### Page text ###
Re: [Pgpool-general] The Unplugged wire

Tatsuo Ishii Thu, 18 Mar 2010 08:02:54 -0700

> Thanks again Tatsuo,

You are welcome!
--
Tatsuo Ishii
SRA OSS, Inc. Japan
English: http://www.sraoss.co.jp/index_en.php
Japanese: http://www.sraoss.co.jp


> I've been giving it a try, and, it seems, as you say, that with exit(0)
> something goes wrong with the recovery, but, agains as you say, it seems
> solved with child_exit(0), maybe it lasts some more seconds to continue
> after unplug the wire, but I cannot assure that, anyway, it seems to work
> fine now. I will continue testing it, but, for now, pgpool is working fine
> in the "unplugged wire" situation!!
> 
> Thanks!
> 
> 2010/3/15 Tatsuo Ishii <[email protected]>
> 
> > This will miss some house keeping jobs such as count down connection
> > counter. Thus you will be in trouble when you do online recovery. You
> > would want to use child_exit(0) instead exit(0).
> > --
> > Tatsuo Ishii
> > SRA OSS, Inc. Japan
> > English: http://www.sraoss.co.jp/index_en.php
> > Japanese: http://www.sraoss.co.jp
> >
> > > Hi Tatsuo,
> > >
> > > We have been doing some more debugging, and we found what the problem is.
> > As
> > > I commented in my previous message, the problem was that a proccess
> > (where
> > > the client where connecting), didn't die.
###
§ Problems to solve:
1 - Copy everything from "You are welcome!" down to "that with exit(0)" in the pgpool thread, swapping "welcome" for "very welcome".
2 - In the pgpool thread, what call is recommended in place of exit(0)?
### Material ###
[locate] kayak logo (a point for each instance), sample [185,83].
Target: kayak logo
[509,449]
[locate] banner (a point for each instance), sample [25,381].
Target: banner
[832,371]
###
§ Answers:
1 -
You are very welcome!
--
Tatsuo Ishii
SRA OSS, Inc. Japan
English: http://www.sraoss.co.jp/index_en.php
Japanese: http://www.sraoss.co.jp


> I've been giving it a try, and, it seems, as you say, that with exit(0)

2 - child_exit(0)